▸ **WHAT THE TASK ASKS**: Extend the interview passage on guitar riffs below, picking up right after its last sentence.
===== PASSAGE =====
What gear did you use to record that song?
“Four different guitars: two standard electrics with humbuckers, a layer of a Gretsch hollow body, a big Nashville guitar, and there’s an acoustic guitar mic’d and re-amped. I don’t know why we did it like that. We were just experimenting and having fun. We wanted to see how many layers we could get of different-sounding guitars.”
What tip would you offer to readers who are trying to improve their riff writing?
“Expose yourselves to as many riffs as you can. I’ve achieved some form of success by ripping off as many people as possible at once! I’m constantly trying to expose myself to new kinds of music and trying not to get into an incestuous listening process where I’m only listening to music that sounds like what I want to create. Try not to have a filter - just take the best of everything you’ve heard and mix it together.”
Limp Bizkit - Break Stuff:
Modern blues master Joe Bonamassa is undoubtedly most famous for his killer blues rock soloing, but he's also a master of heavy, grooving riffs as the title track from 2009's The Ballad of John Henry proved. For Joe, that Zep groove came naturally.
Here he talks about what makes a great riff, whether it be blues, rock or metal...
What makes a great riff for you?
"A great riff is something that hits you right away. Just Got Paid by ZZ Top is a fantastic riff, as is Heartbreaker by Led Zeppelin. Another is I'm A Mover by Free, and obviously anything by Sabbath. Immediately you're drawn to them, you don't know anything about the song yet, but the riff pulls you in. It gives you a sense of anticipation about what's to come."
The Ballad of John Henry has a real Zeppelin style groove. How did it come about?
"It came about because of the way I wrote the riff. The demos I record are the crudest things possible – just me and a guitar – so there's no groove when I write them. When it came to putting a feel to it, [the song] naturally lent itself to that Zeppelin-y thing and, of course, there's that sort of reverse Kashmir bridge as well.”
How do you keep your writing fresh?
"You have to listen to a lot of music. People are shocked when they find out what I listen to on my iPod. It's not all blues or blues rock, I listen to everything from John Legend to metal. I find little bits and pieces that inspire me from lots of different kinds of music, whether that be Iron Maiden or something else. If you leave your mind open, it just seeps in."
Can you give us some examples?
"When you go to write something in your own genre, all that stuff you listen to just comes out. You might write a riff using a lot of semitones that moves you into more Indian-sounding scales, or you might base an idea on an Al Green, R&B type of chord progression. All that stuff kinda works when you use it in the context of blues rock because it sounds fresh. Most blues people don't take stuff from those influences."
What are your top five blues riffs?
"The best song ever has to be Born Under A Bad Sign [Albert King]. It's just fantastic - I think it's devastating from the first note. I Ain't Superstitious by Howlin' Wolf... I like the Jeff Beck version, too. The Thrill Is Gone [popularised by BB King] is an obvious choice, and how can you not have I'm A Man by Bo Diddley?"
===== STORED RECORDS =====
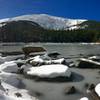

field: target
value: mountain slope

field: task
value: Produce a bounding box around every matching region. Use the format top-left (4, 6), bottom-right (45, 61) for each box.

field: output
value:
top-left (0, 14), bottom-right (87, 30)
top-left (0, 20), bottom-right (44, 42)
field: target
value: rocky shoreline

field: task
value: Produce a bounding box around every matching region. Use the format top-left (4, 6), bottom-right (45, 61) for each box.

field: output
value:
top-left (0, 45), bottom-right (100, 100)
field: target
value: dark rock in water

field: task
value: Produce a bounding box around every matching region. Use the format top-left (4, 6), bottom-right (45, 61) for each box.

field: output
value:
top-left (77, 58), bottom-right (100, 68)
top-left (65, 86), bottom-right (76, 94)
top-left (34, 91), bottom-right (43, 97)
top-left (84, 83), bottom-right (89, 88)
top-left (48, 52), bottom-right (60, 58)
top-left (17, 62), bottom-right (24, 68)
top-left (17, 68), bottom-right (24, 74)
top-left (22, 46), bottom-right (46, 55)
top-left (15, 92), bottom-right (22, 97)
top-left (88, 84), bottom-right (95, 90)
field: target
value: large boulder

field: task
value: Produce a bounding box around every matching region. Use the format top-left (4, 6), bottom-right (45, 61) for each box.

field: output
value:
top-left (65, 86), bottom-right (76, 94)
top-left (22, 46), bottom-right (46, 55)
top-left (26, 64), bottom-right (71, 78)
top-left (78, 58), bottom-right (100, 68)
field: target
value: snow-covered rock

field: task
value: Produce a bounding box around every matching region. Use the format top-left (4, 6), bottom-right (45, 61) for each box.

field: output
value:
top-left (95, 83), bottom-right (100, 97)
top-left (0, 61), bottom-right (18, 73)
top-left (51, 58), bottom-right (65, 64)
top-left (80, 97), bottom-right (89, 100)
top-left (26, 64), bottom-right (71, 78)
top-left (0, 82), bottom-right (38, 100)
top-left (27, 55), bottom-right (65, 65)
top-left (0, 14), bottom-right (87, 30)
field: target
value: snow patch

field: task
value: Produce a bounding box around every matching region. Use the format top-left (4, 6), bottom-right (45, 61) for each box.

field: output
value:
top-left (27, 64), bottom-right (71, 78)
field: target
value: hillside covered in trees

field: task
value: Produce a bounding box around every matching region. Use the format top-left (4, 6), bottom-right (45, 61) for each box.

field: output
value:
top-left (0, 21), bottom-right (100, 42)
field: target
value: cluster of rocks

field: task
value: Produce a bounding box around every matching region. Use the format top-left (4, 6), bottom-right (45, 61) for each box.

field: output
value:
top-left (77, 56), bottom-right (100, 68)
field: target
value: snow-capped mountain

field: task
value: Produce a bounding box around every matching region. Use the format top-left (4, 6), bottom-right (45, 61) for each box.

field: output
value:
top-left (0, 14), bottom-right (87, 30)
=====
▸ **REPLY TO THE TASK**:
Joe Bonamassa - The Ballad Of John Henry:
Tim Sult, Clutch
50,000 Unstoppable Watts is one of American hard rock guitarist Tim Sult's finest moments. A muscular, masterful and finely honed riff that still sends audiences into frenzy, he wrote it pretty much on the fly.
Sickening, we know, but as Tim says here, sometimes the best riffs come about when you're jamming with your band-mates...
How did you come up with the chorus riff to 50,000 Unstoppable Watts?
"Honestly, it was really simple. I just started playing it. There was absolutely no thought process whatsoever. The pre-chorus was actually a part that I'd worked on for a long time. Then our bass player Dan [Maines] threw in that tail riff at the end of the pre-chorus that brought everything together.
“As far as the chorus riff goes, it was 100 per cent spur of the moment while we were jamming in our drummer JP's [Jean Paul Gaster] basement, and the rest of the song fell into place from there. All the parts flow, like a good rock song is supposed to."
What are your top three Clutch riffs?
"That's a hard one. I know people like Spacegrass, which is a classic riff that our bass player came up with, but I've heard that song so many times I could never say that's my favourite. So from the point of view of a fan, I'd say Spacegrass and Big News I are very memorable riffs; they're beaten into your head."
Do you find it easy to write riffs?
"A lot of times, I get my best ideas out when our drummer is playing along with me. It's good to have something powerful behind the whole process instead of sitting in my room with a drum machine."
What are some of your favourite riffs by other bands?
"I like a lot of The Allman Brothers [Band] instrumental stuff, like In Memory Of Elizabeth Reed. I know it's not very riffy, but they are great guitar lines. The influence of The Allman Brothers and their instrumental jams has slowly crept into my playing. Of course, Sabbath have the best riffs ever as far as I'm concerned."
Clutch - 50,000 Unstoppable Watts:
Tom Morello, Rage Against The Machine
One of the most prolific riff writers of our generation, Rage Against The Machine's Tom Morello is as inventive on the guitar as he is sonically recognisable; from the smallest of squeals to the most towering of solos.
Unsurprisingly, Tom takes his lead from the godfather of metal, Tony Iommi, and lord of the (rock) riff himself Jimmy Page...
What is the key to writing the perfect guitar riff?
“My influences come from bands like Led Zeppelin, Black Sabbath and Deep Purple. I think that’s one of the things that made Rage Against The Machine stand out from the horrific bunch of rock-rap groups that sprung up in our wake - their metal influences were more in the Metallica and Megadeth vein, which maybe didn’t mesh quite as well. The thing about Zeppelin and Sabbath is that there’s a great rolling groove to their heaviest riffs and that’s something I’ve incorporated in my right hand.”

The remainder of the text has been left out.